### Written task A
Output the sour beer recipe that follows, word for word.

Start of Document segment

Foeder Pale Sour — Cube 2 / 5 Magics + Muscat

Brewed 2026-05-09 Batch · 20 L Matt Paterson

Grain bill

Weyermann Barke Pilsner Malt 7.3 kg 66.4%
Weyermann Wheat Malt Pale 2.7 kg 24.5%
Harraways Rolled Oats 1 kg 9.1%

Adjuncts

Whirlfloc 1 tablet @ 10 min
Yeast Nutrient per label @ 10 min
Lactic Acid (80%) 2.5 mL

Hop schedule

Hop 60 min
Pacific Jade 27g

Yeast

5 Magics + Muscat grape mixed culture~650mL culture (pH 3.8) pitched 2026-05-17

Water additions

Calcium Chloride 3 g
Lactic Acid Mash water to pH 5.3; sparge water to pH 5.5

Tasting notes

2026-06-05

First sample (day 19): SG 1.004 (from OG 1.056, ~93% apparent attenuation), pH 4.01. Tastes and smells very good — subtle sourness, leaning toward Belgian yeast esters with spice/clove. No funk, no sweaty/horse-blanket character; possibly a hint of Brett. Yeast still rafting on the surface, no pellicle yet. Paul's suppression of the lacto in favour of the wild Sacch reads as successful so far. Plan to leave it and sample again in a month — Brett complexity can take 6 weeks to 3 months to develop.

End of Document segment

### Written task B
Shift every coordinate in the answers up by 79 and reproduce the rows below, requests included, from the row with "door handle occupies?" through the last row. Give only those rows.

Start of Supplied entries

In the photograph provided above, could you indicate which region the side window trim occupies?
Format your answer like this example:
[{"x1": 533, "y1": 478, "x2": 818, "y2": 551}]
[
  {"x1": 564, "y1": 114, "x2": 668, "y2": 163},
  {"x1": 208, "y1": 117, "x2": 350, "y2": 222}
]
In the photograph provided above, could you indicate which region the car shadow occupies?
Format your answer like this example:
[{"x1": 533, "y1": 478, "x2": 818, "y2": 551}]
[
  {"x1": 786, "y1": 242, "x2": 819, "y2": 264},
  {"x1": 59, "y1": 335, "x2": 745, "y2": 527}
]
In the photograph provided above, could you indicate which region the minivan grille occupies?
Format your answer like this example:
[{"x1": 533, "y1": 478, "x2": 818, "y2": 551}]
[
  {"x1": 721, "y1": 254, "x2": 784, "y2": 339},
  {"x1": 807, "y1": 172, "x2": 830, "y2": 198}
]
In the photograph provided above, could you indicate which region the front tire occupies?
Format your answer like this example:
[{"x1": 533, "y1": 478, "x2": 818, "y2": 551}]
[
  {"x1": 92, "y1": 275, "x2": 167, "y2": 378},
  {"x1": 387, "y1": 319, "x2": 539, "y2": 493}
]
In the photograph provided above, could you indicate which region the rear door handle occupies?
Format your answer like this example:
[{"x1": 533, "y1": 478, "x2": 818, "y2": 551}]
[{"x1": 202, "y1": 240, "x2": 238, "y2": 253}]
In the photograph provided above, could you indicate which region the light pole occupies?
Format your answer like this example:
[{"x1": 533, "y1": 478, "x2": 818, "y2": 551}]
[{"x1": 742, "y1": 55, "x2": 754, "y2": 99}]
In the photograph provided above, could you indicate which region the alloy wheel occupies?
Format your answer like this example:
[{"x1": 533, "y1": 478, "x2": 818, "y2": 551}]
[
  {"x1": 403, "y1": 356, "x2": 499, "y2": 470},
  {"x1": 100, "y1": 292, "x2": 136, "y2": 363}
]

End of Supplied entries

### Written answer A
Foeder Pale Sour — Cube 2 / 5 Magics + Muscat

Brewed 2026-05-09 Batch · 20 L Matt Paterson

Grain bill

Weyermann Barke Pilsner Malt 7.3 kg 66.4%
Weyermann Wheat Malt Pale 2.7 kg 24.5%
Harraways Rolled Oats 1 kg 9.1%

Adjuncts

Whirlfloc 1 tablet @ 10 min
Yeast Nutrient per label @ 10 min
Lactic Acid (80%) 2.5 mL

Hop schedule

Hop 60 min
Pacific Jade 27g

Yeast

5 Magics + Muscat grape mixed culture~650mL culture (pH 3.8) pitched 2026-05-17

Water additions

Calcium Chloride 3 g
Lactic Acid Mash water to pH 5.3; sparge water to pH 5.5

Tasting notes

2026-06-05

First sample (day 19): SG 1.004 (from OG 1.056, ~93% apparent attenuation), pH 4.01. Tastes and smells very good — subtle sourness, leaning toward Belgian yeast esters with spice/clove. No funk, no sweaty/horse-blanket character; possibly a hint of Brett. Yeast still rafting on the surface, no pellicle yet. Paul's suppression of the lacto in favour of the wild Sacch reads as successful so far. Plan to leave it and sample again in a month — Brett complexity can take 6 weeks to 3 months to develop.

### Written answer B
In the photograph provided above, could you indicate which region the rear door handle occupies?
Format your answer like this example:
[{"x1": 533, "y1": 478, "x2": 818, "y2": 551}]
[{"x1": 281, "y1": 319, "x2": 317, "y2": 332}]
In the photograph provided above, could you indicate which region the light pole occupies?
Format your answer like this example:
[{"x1": 533, "y1": 478, "x2": 818, "y2": 551}]
[{"x1": 821, "y1": 134, "x2": 833, "y2": 178}]
In the photograph provided above, could you indicate which region the alloy wheel occupies?
Format your answer like this example:
[{"x1": 533, "y1": 478, "x2": 818, "y2": 551}]
[
  {"x1": 482, "y1": 435, "x2": 578, "y2": 549},
  {"x1": 179, "y1": 371, "x2": 215, "y2": 442}
]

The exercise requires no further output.